## Pointing dataset entries
────────────────────────────────────────

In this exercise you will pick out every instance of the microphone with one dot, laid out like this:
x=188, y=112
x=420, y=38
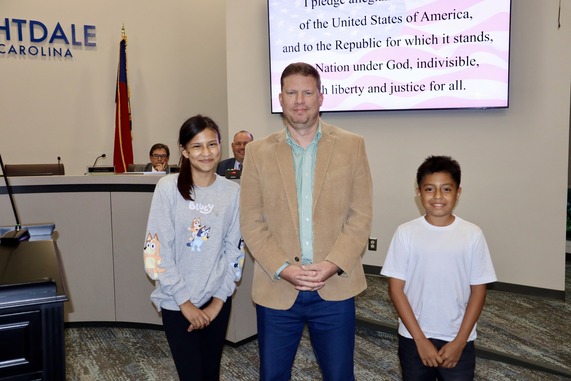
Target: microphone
x=12, y=237
x=99, y=157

────────────────────────────────────────

## TASK DESCRIPTION
Copy out all the entries above again, word for word, but leave out the pictures.

## RESPONSE FOR THIS EXERCISE
In this exercise you will pick out every instance of the microphone with one dot, laid out like this:
x=188, y=112
x=420, y=38
Target: microphone
x=12, y=237
x=99, y=157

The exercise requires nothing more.